▸ **Task requirements**
Reproduce verbatim the stretch from "Patients come to primary care with symptoms – not diagnoses." through "may indicate cancer." in the text on cancer in primary care.

START Text excerpt

Coughing does not have to mean the same thing in primary care as in the office of the pulmonary oncologist. Research on cancer, and the standardised care pathways, are mostly based on set diagnoses and are mainly based on research done in secondary care. This became clear to General Practitioners Elinor Nemlander and Eliya Abedi – Sweden needs more primary care-focused research, based on symptoms and not diagnoses.

Eliya Abedi and Elinor Nemlander

For almost every cancer diagnosis Sweden has a national standardized care pathway: what assessments should be done, what treatment can be given and a time frame for the time allowed to pass between suspicion and treatment. After its introduction in 2015, the expected impact in primary care was delayed. Perhaps precisely because the care pathway is based on diagnoses.
– Patients come to primary care with symptoms – not diagnoses, says Elinor Nemlander. If you cough at a pulmonary oncological clinic, the probability that the cough is due to lung cancer is quite large. Coughing is one of the most frequently diagnosed symptoms in primary care, but a GP doesn’t even see one new lung cancer patient a year. It is not always the case that symptoms that are predictive of cancer in secondary care are equally predictive of cancer in primary care.

Patients come to primary care with symptoms – not diagnoses.

Elinor and Eliya have been working since 2017 with adapting the standardized care pathways and educating health care personnel as part of the knowledge team CaPrim – an abbreviation of cancer in primary care. CaPrim is part of Academic Primary Care Center – a joint venture between Stockholm Health Care Region, Karolinska Institutet and other partners for education, research and development for students and healthcare professionals working in primary care.

Earlier this year, Elinor and Eliya were enrolled as PhD students at Karolinska Institutet. They will research on precisely how cancer can be detected earlier in primary care. Elinor’s focus is on what symptoms may indicate cancer.

END Text excerpt
START Dataset excerpts

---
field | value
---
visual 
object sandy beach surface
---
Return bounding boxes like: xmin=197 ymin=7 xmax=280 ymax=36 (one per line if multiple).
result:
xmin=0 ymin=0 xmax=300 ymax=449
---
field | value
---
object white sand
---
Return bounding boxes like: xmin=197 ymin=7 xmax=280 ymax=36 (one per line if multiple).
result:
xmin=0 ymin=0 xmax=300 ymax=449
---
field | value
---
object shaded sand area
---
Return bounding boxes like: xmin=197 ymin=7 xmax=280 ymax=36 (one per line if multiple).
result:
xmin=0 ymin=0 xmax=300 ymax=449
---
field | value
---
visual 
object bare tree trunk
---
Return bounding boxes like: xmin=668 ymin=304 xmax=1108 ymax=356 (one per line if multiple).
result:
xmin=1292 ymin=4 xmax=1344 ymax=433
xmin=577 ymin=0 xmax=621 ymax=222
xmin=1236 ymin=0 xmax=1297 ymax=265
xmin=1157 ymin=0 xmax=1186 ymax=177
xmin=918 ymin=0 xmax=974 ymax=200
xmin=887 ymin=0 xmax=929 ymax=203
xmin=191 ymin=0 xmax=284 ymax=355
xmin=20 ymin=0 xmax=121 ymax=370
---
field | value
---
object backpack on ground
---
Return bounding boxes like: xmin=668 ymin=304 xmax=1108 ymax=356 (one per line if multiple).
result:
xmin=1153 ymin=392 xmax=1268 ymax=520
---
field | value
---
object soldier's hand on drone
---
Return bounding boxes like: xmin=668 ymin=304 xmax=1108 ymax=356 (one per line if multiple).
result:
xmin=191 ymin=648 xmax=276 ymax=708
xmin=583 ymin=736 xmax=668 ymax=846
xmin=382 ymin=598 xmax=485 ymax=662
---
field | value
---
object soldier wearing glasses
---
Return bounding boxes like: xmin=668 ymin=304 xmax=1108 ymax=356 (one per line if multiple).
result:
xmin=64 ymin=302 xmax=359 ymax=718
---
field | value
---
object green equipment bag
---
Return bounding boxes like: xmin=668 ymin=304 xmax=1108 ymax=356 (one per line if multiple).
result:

END Dataset excerpts

▸ **Response area**
Patients come to primary care with symptoms – not diagnoses.

Elinor and Eliya have been working since 2017 with adapting the standardized care pathways and educating health care personnel as part of the knowledge team CaPrim – an abbreviation of cancer in primary care. CaPrim is part of Academic Primary Care Center – a joint venture between Stockholm Health Care Region, Karolinska Institutet and other partners for education, research and development for students and healthcare professionals working in primary care.

Earlier this year, Elinor and Eliya were enrolled as PhD students at Karolinska Institutet. They will research on precisely how cancer can be detected earlier in primary care. Elinor’s focus is on what symptoms may indicate cancer.